→ **Text**:
-----

National Geographic Traveller (UK)

REEF, RAINFOREST & ANCIENT RUINS

The skies have opened over the rugged foothills of the Maya Mountains, the first deluge of the rainy season breaking the forest’s sticky heat with a tide of fast, fat droplets.

It draws a gauzy veil across the landscape, dulling the daylight that just moments before warmed the deck of my riverfront cabin, and fills the valley with a peculiar, powerful percussion. Rain ricochets off waxy foliage, drums onto craggy rocks and hammers against my body. A scent is rising from the earth in response to the water: something musty and mineral I wish I could bottle. Cowering from the storm, I watch almighty nature in conversation with itself; thunder answering lightning, streams feeding the banks of the thirsty Macal River. When, at dawn, the weather wears itself out, the sun reappears and the birds take up their chorus, it feels like something in the world has reset. It’s a dramatic welcome to the wild, western flank of Belize.

-----

[Dataset excerpt]
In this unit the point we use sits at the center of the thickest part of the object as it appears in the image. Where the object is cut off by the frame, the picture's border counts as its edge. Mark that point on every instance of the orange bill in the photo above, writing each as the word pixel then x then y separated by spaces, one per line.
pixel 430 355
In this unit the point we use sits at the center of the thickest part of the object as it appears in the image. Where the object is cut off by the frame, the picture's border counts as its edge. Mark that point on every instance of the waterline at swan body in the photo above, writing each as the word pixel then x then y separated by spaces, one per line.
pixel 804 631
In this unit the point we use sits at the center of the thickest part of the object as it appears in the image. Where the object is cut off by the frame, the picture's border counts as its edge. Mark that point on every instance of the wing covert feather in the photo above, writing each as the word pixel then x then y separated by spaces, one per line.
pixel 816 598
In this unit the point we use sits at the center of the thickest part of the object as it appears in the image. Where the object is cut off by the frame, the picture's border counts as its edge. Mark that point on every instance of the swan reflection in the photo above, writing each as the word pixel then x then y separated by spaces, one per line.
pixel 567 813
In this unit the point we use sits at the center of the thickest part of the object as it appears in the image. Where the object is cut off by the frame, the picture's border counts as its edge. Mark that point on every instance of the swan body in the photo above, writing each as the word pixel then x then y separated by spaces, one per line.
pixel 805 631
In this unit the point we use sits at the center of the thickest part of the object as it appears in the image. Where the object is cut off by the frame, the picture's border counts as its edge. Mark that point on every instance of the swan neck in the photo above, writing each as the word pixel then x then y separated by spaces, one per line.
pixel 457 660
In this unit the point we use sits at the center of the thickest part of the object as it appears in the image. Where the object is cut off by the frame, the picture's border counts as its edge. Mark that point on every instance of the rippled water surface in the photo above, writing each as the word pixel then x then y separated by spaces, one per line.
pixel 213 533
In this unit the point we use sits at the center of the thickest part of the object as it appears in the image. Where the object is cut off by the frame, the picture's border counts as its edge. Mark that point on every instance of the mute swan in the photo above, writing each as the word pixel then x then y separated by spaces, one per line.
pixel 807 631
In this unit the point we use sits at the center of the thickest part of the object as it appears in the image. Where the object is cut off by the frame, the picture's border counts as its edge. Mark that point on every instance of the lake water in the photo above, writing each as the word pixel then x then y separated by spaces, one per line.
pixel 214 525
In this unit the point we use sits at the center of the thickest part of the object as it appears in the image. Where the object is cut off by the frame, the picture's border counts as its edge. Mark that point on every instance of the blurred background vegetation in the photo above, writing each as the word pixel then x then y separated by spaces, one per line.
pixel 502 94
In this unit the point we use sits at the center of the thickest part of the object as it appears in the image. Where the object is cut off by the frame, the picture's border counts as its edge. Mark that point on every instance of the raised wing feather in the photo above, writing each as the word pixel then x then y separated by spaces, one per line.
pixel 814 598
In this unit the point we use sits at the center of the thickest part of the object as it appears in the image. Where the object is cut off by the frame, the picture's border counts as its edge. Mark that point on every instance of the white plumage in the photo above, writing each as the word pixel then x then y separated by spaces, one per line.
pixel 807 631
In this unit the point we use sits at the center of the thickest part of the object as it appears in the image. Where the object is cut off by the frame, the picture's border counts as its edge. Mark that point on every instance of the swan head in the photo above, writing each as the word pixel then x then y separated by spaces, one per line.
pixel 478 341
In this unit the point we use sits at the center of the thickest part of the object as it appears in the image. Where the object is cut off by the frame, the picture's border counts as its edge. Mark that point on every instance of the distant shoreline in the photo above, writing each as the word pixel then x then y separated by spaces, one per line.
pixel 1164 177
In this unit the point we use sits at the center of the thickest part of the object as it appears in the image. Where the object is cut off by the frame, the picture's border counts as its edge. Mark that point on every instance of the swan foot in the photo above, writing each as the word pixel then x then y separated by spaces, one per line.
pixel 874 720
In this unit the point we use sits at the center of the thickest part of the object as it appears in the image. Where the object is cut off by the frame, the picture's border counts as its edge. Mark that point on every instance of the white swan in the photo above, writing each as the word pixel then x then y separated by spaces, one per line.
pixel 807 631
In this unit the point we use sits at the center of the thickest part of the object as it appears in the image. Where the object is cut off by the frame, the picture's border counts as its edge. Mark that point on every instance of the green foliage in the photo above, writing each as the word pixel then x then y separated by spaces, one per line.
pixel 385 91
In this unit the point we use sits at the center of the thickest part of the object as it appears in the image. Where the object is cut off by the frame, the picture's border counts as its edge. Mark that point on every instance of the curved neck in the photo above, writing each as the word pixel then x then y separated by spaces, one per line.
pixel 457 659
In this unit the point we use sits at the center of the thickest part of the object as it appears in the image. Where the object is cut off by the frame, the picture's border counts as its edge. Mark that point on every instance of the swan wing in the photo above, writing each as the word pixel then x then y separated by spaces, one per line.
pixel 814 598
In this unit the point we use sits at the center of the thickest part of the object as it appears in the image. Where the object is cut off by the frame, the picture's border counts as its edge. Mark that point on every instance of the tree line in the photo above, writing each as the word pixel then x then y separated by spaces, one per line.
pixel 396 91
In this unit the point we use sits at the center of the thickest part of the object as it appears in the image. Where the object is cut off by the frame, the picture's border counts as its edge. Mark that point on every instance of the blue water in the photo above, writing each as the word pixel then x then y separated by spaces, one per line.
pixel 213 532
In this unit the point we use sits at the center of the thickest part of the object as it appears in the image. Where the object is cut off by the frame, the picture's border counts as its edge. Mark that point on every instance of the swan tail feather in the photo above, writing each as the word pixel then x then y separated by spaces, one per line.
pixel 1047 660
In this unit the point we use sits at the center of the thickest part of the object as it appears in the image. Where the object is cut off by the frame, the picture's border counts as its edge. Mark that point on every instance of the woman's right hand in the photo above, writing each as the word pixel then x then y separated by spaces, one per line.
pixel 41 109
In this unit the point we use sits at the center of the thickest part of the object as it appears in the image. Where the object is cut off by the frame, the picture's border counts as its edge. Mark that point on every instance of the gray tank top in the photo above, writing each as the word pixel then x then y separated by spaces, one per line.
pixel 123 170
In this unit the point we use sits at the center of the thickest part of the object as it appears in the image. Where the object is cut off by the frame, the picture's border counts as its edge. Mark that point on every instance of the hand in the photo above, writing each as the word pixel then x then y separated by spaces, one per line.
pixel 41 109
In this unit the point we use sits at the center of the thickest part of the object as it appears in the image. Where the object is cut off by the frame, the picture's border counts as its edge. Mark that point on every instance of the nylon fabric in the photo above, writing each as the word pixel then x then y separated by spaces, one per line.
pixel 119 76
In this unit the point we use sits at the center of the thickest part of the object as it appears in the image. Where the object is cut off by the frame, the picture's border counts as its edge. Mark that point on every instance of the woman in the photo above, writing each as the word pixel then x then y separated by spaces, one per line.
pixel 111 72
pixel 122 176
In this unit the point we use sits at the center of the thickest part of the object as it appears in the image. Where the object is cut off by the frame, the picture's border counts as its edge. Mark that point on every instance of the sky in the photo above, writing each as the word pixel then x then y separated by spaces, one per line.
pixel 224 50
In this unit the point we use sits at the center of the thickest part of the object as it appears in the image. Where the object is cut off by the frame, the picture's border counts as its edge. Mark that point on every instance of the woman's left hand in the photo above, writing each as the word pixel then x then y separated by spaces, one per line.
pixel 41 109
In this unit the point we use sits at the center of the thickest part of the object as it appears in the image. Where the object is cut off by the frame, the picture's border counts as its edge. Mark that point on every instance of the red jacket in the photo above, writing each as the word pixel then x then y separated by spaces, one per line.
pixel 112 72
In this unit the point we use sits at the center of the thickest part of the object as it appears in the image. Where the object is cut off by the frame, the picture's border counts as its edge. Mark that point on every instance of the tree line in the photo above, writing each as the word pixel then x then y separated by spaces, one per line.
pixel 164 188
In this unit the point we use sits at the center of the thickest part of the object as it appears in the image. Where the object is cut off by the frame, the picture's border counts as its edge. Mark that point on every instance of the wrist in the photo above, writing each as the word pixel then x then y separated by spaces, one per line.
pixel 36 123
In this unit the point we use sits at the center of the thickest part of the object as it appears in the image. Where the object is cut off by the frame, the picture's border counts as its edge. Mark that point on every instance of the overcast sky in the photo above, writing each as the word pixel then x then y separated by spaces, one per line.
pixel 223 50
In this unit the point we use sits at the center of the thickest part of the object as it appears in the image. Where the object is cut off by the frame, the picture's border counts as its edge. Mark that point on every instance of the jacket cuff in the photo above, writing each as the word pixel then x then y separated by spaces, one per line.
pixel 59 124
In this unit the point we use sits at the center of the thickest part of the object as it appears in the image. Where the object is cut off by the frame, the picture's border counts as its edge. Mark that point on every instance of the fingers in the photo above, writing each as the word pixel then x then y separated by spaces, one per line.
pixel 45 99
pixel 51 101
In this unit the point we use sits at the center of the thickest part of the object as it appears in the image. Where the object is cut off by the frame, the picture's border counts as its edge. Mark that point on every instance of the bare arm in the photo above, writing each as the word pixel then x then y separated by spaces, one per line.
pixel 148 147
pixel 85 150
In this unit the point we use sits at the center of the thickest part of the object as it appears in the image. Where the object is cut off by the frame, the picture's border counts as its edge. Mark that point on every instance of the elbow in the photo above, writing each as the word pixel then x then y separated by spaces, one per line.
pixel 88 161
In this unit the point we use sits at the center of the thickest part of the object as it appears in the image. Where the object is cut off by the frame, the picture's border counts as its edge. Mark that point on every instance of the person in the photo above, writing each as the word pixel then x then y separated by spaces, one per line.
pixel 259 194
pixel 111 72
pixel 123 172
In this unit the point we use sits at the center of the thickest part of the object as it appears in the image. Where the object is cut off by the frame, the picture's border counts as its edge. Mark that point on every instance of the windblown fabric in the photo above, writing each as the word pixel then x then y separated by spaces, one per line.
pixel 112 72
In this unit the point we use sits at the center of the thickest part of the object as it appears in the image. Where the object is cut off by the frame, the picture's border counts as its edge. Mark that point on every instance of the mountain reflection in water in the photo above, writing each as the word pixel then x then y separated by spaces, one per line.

-----

→ **Your tasks**:
(a) Swap "thickest" for "widest" in the listing, from its first line up to and including the line with "pixel 805 631", and write those lines out again with nothing else changed.
(b) Carry on the travel piece about western Belize from where it stops.

→ **Expected outputs**:
(a)
In this unit the point we use sits at the center of the widest part of the object as it appears in the image. Where the object is cut off by the frame, the picture's border counts as its edge. Mark that point on every instance of the orange bill in the photo above, writing each as the word pixel then x then y separated by spaces, one per line.
pixel 430 355
In this unit the point we use sits at the center of the widest part of the object as it appears in the image. Where the object is cut off by the frame, the picture's border counts as its edge. Mark that point on every instance of the waterline at swan body in the photo above, writing each as the word pixel then x then y separated by spaces, one per line.
pixel 804 631
In this unit the point we use sits at the center of the widest part of the object as it appears in the image. Where the object is cut off by the frame, the picture's border counts as its edge. Mark that point on every instance of the wing covert feather in the photo above, writing each as the word pixel then x then y separated by spaces, one per line.
pixel 816 598
In this unit the point we use sits at the center of the widest part of the object as it appears in the image. Where the object is cut off by the frame, the picture's border counts as its edge. Mark that point on every instance of the swan reflection in the photo above, writing each as the word pixel then x then y separated by spaces, one per line.
pixel 567 813
In this unit the point we use sits at the center of the widest part of the object as it appears in the image. Where the object is cut off by the frame, the picture's border counts as its edge. Mark that point on every instance of the swan body in the photo above, writing each as the word pixel then x then y separated by spaces, one per line.
pixel 805 631

(b)
“Later in the season, when the river rises so high it floods this road, we just canoe the guests across — or put up zip-lines between the trees,” my guide Fernando Obando tells me as we navigate a water-logged road away from Black Rock Lodge in his 4x4. “We don’t stop for a little rain.” The off-grid collection of cabins, powered by water turbines and a new rack of solar panels, is a stalwart of the country’s blossoming ecotourism scene and a hotspot for birders in the know. But today we’re heading several hours south.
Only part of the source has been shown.